* [Exercise prompt]: Starting at the line of the material that contains "Reviewer note. Check that each instance of the young woman" and stopping after the line that contains "[(511, 443)]", recast only those lines as a Markdown table with a No. column for the row number and a Line column for the text, leaving out any blank lines.

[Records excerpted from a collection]
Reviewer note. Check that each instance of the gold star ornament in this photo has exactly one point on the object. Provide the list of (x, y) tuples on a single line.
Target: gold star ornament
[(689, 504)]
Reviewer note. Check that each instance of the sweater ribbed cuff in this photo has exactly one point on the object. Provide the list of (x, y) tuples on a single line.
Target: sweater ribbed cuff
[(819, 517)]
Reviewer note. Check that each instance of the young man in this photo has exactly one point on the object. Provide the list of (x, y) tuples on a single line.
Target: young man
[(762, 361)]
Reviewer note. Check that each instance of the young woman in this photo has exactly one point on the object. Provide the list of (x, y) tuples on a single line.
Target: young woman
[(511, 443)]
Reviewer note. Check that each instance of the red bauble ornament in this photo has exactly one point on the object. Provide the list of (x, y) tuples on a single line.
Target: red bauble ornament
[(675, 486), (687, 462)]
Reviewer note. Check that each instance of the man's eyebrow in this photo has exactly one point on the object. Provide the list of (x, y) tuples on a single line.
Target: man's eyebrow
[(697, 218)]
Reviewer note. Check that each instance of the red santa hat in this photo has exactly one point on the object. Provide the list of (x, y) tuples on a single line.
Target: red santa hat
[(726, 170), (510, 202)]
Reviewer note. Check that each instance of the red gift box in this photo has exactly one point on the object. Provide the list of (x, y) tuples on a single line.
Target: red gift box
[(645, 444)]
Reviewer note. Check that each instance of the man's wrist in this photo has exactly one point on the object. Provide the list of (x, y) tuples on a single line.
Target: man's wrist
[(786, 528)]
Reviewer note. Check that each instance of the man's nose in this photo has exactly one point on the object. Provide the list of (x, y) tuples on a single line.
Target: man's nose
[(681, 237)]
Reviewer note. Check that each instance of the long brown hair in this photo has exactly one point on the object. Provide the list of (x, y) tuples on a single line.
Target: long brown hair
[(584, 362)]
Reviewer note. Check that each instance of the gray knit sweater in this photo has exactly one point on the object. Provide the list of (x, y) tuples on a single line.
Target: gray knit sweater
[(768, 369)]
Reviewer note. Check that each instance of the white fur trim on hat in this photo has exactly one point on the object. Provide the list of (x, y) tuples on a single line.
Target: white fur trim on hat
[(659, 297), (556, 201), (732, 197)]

--

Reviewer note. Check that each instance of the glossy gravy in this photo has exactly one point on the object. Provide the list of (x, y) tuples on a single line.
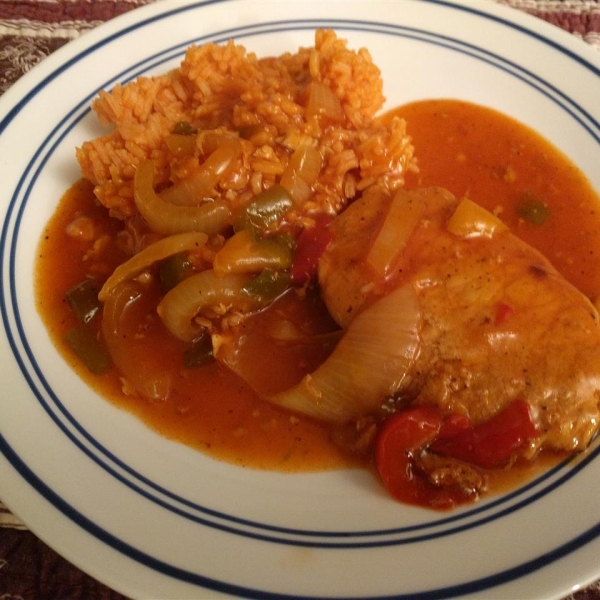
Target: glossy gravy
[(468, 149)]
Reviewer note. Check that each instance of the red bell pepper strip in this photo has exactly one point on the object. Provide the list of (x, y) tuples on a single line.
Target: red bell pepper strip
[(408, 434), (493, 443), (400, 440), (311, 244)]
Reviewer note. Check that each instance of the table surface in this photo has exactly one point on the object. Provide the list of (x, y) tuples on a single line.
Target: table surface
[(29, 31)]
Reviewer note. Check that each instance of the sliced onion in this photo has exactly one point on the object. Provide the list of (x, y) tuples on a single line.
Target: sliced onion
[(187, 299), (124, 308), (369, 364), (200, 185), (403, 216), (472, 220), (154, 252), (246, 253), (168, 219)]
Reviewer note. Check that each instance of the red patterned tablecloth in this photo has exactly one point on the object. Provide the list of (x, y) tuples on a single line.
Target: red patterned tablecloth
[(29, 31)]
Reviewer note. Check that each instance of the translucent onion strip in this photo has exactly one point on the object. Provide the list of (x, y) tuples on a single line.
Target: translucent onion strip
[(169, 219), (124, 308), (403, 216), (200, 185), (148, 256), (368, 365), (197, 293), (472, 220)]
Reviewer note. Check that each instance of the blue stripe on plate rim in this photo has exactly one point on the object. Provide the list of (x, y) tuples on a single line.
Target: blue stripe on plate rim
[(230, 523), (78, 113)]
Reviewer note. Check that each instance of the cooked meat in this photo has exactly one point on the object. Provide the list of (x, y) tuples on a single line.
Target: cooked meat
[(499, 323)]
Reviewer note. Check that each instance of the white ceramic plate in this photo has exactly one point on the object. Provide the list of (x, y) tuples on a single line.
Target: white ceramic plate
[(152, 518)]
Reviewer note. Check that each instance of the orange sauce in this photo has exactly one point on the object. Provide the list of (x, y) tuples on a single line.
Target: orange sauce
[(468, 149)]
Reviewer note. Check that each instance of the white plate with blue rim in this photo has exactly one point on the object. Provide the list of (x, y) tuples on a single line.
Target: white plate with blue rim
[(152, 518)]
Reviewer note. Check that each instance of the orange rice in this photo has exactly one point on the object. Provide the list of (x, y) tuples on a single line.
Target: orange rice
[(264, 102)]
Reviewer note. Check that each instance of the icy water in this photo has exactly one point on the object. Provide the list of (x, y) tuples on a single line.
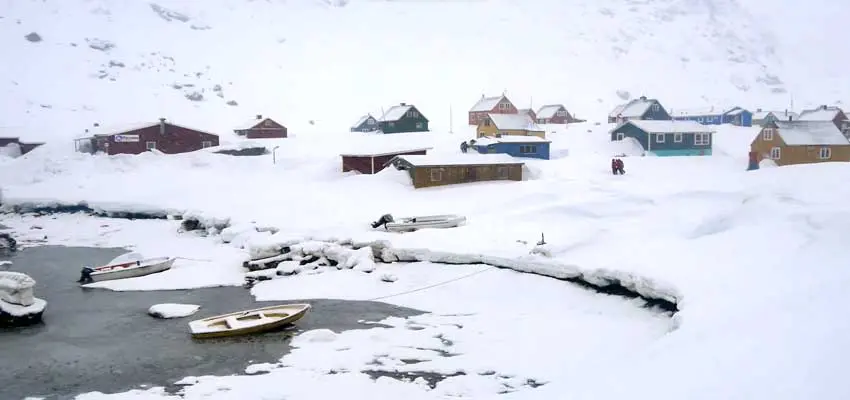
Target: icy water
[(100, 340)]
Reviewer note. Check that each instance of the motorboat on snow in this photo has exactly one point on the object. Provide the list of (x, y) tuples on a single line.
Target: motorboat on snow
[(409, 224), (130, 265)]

* [Answer to the exercise]:
| No. | Line |
|---|---|
| 1 | Reviewer note. Check that each instance of the young woman in this photo has exactly one point on the object. Provide the list of (x, y) tuples on a single line. |
| 2 | Target: young woman |
| 3 | [(511, 443)] |